◆ What to produce ◆
Down to the last line, copy the records below without any change.
===== Available data
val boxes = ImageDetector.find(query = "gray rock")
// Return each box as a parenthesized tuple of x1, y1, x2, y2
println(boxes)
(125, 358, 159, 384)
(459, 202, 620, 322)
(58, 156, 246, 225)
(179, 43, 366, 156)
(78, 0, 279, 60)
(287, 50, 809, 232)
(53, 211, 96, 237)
==========
◆ Result of this task ◆
val boxes = ImageDetector.find(query = "gray rock")
// Return each box as a parenthesized tuple of x1, y1, x2, y2
println(boxes)
(125, 358, 159, 384)
(459, 202, 620, 322)
(58, 156, 246, 225)
(179, 43, 366, 156)
(78, 0, 279, 60)
(287, 50, 809, 232)
(53, 211, 96, 237)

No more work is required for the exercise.